Requirements = Repeat the entire listing exactly.

Data supplied =
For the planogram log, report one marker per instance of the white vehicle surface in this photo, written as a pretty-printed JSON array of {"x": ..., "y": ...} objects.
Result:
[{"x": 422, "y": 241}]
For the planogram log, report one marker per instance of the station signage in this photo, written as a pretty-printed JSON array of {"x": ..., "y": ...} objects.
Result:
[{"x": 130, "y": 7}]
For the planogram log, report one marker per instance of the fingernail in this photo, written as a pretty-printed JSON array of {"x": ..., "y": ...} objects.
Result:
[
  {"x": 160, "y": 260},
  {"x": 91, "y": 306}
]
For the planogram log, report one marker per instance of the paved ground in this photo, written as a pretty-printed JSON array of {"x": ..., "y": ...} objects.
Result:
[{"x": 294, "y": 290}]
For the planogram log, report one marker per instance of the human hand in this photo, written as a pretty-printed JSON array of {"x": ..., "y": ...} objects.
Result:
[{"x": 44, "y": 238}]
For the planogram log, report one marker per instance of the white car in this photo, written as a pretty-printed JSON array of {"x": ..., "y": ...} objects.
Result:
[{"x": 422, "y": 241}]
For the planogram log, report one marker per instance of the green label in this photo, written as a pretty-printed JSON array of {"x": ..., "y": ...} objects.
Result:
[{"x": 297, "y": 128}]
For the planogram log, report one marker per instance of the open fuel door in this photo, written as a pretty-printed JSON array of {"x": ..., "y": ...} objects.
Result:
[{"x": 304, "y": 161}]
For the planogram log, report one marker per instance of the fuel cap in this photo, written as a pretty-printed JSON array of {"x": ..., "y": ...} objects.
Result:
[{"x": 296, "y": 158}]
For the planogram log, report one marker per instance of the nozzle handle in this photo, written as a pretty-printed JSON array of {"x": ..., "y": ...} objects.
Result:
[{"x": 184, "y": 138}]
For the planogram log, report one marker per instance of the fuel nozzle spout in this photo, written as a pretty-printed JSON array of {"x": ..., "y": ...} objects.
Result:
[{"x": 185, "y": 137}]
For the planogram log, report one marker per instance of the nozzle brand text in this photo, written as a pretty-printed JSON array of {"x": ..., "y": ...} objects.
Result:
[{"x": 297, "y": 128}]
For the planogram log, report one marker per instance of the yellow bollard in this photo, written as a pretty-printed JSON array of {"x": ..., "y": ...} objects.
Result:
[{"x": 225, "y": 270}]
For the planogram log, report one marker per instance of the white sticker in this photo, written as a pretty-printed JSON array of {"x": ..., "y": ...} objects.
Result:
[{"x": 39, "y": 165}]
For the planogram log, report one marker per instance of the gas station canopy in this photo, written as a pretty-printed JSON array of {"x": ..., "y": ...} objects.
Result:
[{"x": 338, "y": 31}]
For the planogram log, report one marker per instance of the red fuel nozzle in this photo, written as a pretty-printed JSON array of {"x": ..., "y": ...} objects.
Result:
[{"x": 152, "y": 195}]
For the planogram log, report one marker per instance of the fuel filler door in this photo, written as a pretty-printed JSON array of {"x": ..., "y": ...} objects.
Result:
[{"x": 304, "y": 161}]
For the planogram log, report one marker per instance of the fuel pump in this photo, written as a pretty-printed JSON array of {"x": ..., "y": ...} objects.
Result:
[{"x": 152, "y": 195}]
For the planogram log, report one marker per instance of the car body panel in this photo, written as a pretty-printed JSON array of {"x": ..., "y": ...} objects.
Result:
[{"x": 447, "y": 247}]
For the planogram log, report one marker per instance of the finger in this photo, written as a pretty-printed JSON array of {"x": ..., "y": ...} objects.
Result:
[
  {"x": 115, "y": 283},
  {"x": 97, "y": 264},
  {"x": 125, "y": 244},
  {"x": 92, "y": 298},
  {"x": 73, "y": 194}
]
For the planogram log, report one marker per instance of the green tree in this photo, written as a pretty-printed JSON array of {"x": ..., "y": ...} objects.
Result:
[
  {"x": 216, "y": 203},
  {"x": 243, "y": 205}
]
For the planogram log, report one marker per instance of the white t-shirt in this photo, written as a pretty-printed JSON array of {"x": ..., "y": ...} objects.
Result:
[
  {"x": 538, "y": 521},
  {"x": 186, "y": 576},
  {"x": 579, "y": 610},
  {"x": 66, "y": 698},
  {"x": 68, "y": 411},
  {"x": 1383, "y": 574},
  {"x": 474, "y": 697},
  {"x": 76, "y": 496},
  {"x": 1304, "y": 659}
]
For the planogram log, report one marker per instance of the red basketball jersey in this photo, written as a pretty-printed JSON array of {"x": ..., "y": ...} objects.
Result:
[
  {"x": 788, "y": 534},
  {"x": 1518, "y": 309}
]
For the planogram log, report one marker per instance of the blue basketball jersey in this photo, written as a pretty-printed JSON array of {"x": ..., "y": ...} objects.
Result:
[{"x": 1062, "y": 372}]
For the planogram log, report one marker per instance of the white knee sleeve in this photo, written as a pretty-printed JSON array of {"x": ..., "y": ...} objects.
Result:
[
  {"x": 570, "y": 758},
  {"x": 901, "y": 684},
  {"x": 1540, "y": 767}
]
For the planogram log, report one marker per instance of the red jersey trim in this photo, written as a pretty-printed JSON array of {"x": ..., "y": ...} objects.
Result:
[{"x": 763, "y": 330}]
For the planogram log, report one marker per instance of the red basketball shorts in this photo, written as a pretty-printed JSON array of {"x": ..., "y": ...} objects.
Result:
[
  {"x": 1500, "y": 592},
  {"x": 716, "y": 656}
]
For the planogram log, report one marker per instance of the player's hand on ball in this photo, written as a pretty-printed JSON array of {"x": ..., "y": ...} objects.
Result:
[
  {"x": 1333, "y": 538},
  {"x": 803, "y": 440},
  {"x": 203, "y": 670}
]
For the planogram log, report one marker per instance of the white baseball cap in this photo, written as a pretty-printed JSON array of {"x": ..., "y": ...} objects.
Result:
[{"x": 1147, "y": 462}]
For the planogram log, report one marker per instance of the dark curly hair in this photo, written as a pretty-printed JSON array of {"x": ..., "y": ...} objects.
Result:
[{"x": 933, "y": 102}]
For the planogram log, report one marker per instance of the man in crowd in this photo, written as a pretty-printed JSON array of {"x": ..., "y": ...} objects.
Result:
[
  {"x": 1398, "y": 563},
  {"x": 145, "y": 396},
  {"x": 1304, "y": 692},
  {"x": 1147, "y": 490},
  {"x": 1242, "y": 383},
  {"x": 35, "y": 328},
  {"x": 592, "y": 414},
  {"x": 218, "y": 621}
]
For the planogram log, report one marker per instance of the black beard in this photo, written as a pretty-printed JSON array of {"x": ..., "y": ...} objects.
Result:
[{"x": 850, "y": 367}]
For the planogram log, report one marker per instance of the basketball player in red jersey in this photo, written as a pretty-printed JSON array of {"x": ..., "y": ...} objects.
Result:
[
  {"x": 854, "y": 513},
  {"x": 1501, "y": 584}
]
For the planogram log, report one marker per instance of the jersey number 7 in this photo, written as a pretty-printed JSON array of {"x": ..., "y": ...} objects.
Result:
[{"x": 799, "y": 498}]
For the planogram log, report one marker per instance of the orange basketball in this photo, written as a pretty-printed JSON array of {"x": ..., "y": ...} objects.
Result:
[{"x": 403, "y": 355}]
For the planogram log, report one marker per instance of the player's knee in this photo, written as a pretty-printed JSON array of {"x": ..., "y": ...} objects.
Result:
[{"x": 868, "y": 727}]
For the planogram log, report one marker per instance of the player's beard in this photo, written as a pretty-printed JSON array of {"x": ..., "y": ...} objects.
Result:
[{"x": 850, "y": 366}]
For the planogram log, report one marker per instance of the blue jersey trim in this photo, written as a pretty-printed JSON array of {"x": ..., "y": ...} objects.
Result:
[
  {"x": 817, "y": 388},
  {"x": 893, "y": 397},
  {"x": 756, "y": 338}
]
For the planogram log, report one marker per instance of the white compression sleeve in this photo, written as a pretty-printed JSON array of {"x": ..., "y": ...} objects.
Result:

Answer to the exercise =
For the planogram log, report one marker per instance of the white vehicle surface in this photo, written as a pretty-printed JSON array of {"x": ..., "y": ...} objects.
Result:
[{"x": 422, "y": 241}]
For the planogram log, report one marker per instance of the station signage in this photo, written as a pretty-printed JSON array of {"x": ..., "y": ...} objects.
Result:
[{"x": 130, "y": 7}]
For the planogram log, report one marker per instance of the fingernail in this photo, written as a pretty-printed JSON array of {"x": ..., "y": ...} objects.
Result:
[
  {"x": 160, "y": 260},
  {"x": 91, "y": 306}
]
For the planogram log, report one marker per instance of the paved ground in this photo, written as a pretty-printed JSON array of {"x": ..., "y": ...} objects.
Result:
[{"x": 294, "y": 290}]
For the planogram log, report one marker per instance of the human hand in this photo, written as a pretty-printed JSON array of {"x": ..., "y": ...} objects.
Result:
[{"x": 44, "y": 238}]
For the planogram log, report one marker per instance of the white car in this photo, written as a pretty-printed JSON array of {"x": ..., "y": ...} objects.
Result:
[{"x": 422, "y": 241}]
For the planogram log, report one marker per instance of the green label in this photo, written as a pretty-printed JSON array of {"x": ..., "y": ...} objects.
Result:
[{"x": 297, "y": 128}]
For the planogram log, report one marker per instance of the open fuel door in this photo, written as a pretty-printed JSON array of {"x": ..., "y": ...} objects.
Result:
[{"x": 304, "y": 161}]
For the planogram log, report one marker per instance of the fuel cap in this photo, written as a pretty-printed JSON array of {"x": ..., "y": ...} objects.
Result:
[{"x": 296, "y": 158}]
For the planogram log, report one marker per instance of the nozzle handle in this photo, written as a pretty-printed JSON array of {"x": ..., "y": ...} objects.
Result:
[{"x": 184, "y": 138}]
For the planogram log, report one marker per instance of the fuel nozzle spout in this photo, written as a pretty-printed JSON array of {"x": ..., "y": ...} objects.
Result:
[{"x": 185, "y": 137}]
For the planogram log, report one marker per instance of the nozzle brand text in this photo, written as a pretty-printed JSON array of {"x": ..., "y": ...} objects.
Result:
[{"x": 297, "y": 128}]
For the planogram log, report one marker per instance of the yellow bollard in this photo, written as a pretty-printed JSON array of {"x": ..., "y": ...} objects.
Result:
[{"x": 225, "y": 270}]
For the planogram log, report one marker per instance of the white sticker in this photo, written as a pretty-printed JSON array of {"x": ..., "y": ...} objects.
Result:
[{"x": 39, "y": 165}]
For the planogram log, report one marker per instance of the gas station canopy in this photo, written as a pretty-printed JSON array of {"x": ..., "y": ...} objects.
Result:
[{"x": 338, "y": 31}]
For the planogram log, report one marker per instance of the red fuel nozzle in this photo, written as a pretty-printed JSON array of {"x": ..., "y": ...} objects.
Result:
[{"x": 152, "y": 195}]
For the planogram log, report one marker per instance of the fuel filler door in this photo, written as a pretty-printed JSON array of {"x": ..., "y": ...} objects.
Result:
[{"x": 304, "y": 161}]
For the planogram log, report one marker per instance of the fuel pump in this photo, written as a pretty-printed JSON array of {"x": ..., "y": ...} objects.
Result:
[{"x": 152, "y": 195}]
For the planogram log, report one marker per instance of the car body panel in this photo, written as a pretty-printed JSON array of {"x": ..., "y": ...} objects.
Result:
[{"x": 447, "y": 247}]
For the planogram log, report one marker per instance of the finger in this photo, written as a pretty-printed JSON array of {"x": ..., "y": ...} objects.
Result:
[
  {"x": 115, "y": 283},
  {"x": 97, "y": 264},
  {"x": 125, "y": 244},
  {"x": 92, "y": 298},
  {"x": 73, "y": 194}
]
For the planogram log, report one marker per instance of the green tree in this photo, written as a pretty-printed JSON array of {"x": ..., "y": ...} objects.
Result:
[
  {"x": 216, "y": 203},
  {"x": 243, "y": 205}
]
For the planogram log, report one marker per instance of the white t-shirt in this photo, written as a pretty-printed JSON array of {"x": ..., "y": ...} objects.
Result:
[
  {"x": 538, "y": 521},
  {"x": 186, "y": 576},
  {"x": 579, "y": 610},
  {"x": 66, "y": 698},
  {"x": 68, "y": 411},
  {"x": 1383, "y": 574},
  {"x": 474, "y": 697},
  {"x": 76, "y": 496},
  {"x": 1304, "y": 659}
]
For the planogram log, report one marker per instance of the red basketball jersey in this photo, written as a pretty-printed JSON array of {"x": ..., "y": ...} objects.
Result:
[
  {"x": 788, "y": 534},
  {"x": 1518, "y": 309}
]
For the planogram log, report one marker per instance of the blue basketball jersey in this photo, written as a pretty-printed JSON array of {"x": ..., "y": ...} objects.
Result:
[{"x": 1062, "y": 372}]
For the planogram log, report one marker per instance of the white knee sleeve in this photo, written as a pretty-printed JSON array of {"x": ..., "y": ...} objects.
Result:
[
  {"x": 570, "y": 758},
  {"x": 901, "y": 684},
  {"x": 1540, "y": 767}
]
For the planogram log, report one marker per instance of the red jersey trim in this photo, written as a pretty-printed JSON array of {"x": ..., "y": ...} objects.
Result:
[{"x": 763, "y": 330}]
For the planogram log, report one marker per instance of the red basketball shorts in this photo, written as a pretty-printed JSON array of {"x": ..., "y": ...} objects.
Result:
[
  {"x": 1500, "y": 592},
  {"x": 716, "y": 656}
]
For the planogram log, report one marker per instance of the player's hand on ball in this photo, written as a pretty-printed JSON array of {"x": ..., "y": ...} objects.
Result:
[
  {"x": 1333, "y": 538},
  {"x": 803, "y": 440},
  {"x": 203, "y": 670}
]
For the planogram log, report one marker per instance of the white baseball cap in this photo, written as a pretty-printed JSON array of {"x": ..., "y": ...} objects.
Result:
[{"x": 1147, "y": 462}]
For the planogram log, report one marker per instance of the dark curly hair in this photo, written as a pretty-printed JSON array of {"x": ..., "y": ...} objects.
Result:
[{"x": 933, "y": 102}]
For the planogram log, report one marker per instance of the man in crowd in this photo, written as a pretty-printed JSON array of {"x": ..., "y": ...} objects.
Result:
[
  {"x": 1398, "y": 563},
  {"x": 145, "y": 396},
  {"x": 1304, "y": 692},
  {"x": 1147, "y": 490},
  {"x": 1242, "y": 383},
  {"x": 35, "y": 328},
  {"x": 592, "y": 414},
  {"x": 218, "y": 621}
]
For the planogram log, report one marker per instance of the black beard in this photo, written as a pretty-printed JSON array of {"x": ..., "y": ...} objects.
Result:
[{"x": 850, "y": 367}]
For the planogram log, report one marker per instance of the basketball player in red jersey in this photo, written as a pretty-printed JSON array of {"x": ..., "y": ...} objects.
Result:
[
  {"x": 854, "y": 513},
  {"x": 1501, "y": 584}
]
For the planogram log, report one marker per instance of the jersey number 7 in this photo, written as a pretty-printed JSON array of {"x": ..., "y": ...} objects.
Result:
[{"x": 799, "y": 498}]
For the planogram log, report one marker per instance of the orange basketball in this photo, written as a pretty-printed JSON array of {"x": ..., "y": ...} objects.
Result:
[{"x": 403, "y": 355}]
For the planogram log, report one marker per instance of the player's knee in this photo, written as a pretty-printed JSON array of {"x": ..., "y": ...} objects.
Result:
[{"x": 868, "y": 727}]
For the planogram log, report one marker per instance of the player's beard in this photo, written as a pretty-printed JSON array of {"x": ..., "y": ...} objects.
Result:
[{"x": 850, "y": 366}]
For the planogram log, report one marker per instance of the blue jersey trim in this photo, written as a pretty-printed JSON array of {"x": ..., "y": ...} objects.
Result:
[
  {"x": 817, "y": 388},
  {"x": 893, "y": 397},
  {"x": 756, "y": 338}
]
For the planogram log, report one marker per instance of the white compression sleeve in this photo, written as a pretty-printed JSON array of {"x": ..., "y": ...} objects.
Result:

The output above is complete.